Goal: Convert the listing below into a Markdown table with the columns "Row" and "Line." Give each non-blank line its own row, numbered in order, and omit blank lines.

Dataset rows:
__________

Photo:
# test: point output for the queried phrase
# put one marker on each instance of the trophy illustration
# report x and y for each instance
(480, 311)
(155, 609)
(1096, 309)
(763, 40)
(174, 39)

__________

Answer for this exercise:
| Row | Line |
|---|---|
| 1 | Photo: |
| 2 | # test: point output for the queried phrase |
| 3 | # put one marker on each instance of the trophy illustration |
| 4 | # report x and y for each instance |
| 5 | (480, 311) |
| 6 | (155, 609) |
| 7 | (1096, 309) |
| 8 | (763, 40) |
| 9 | (174, 39) |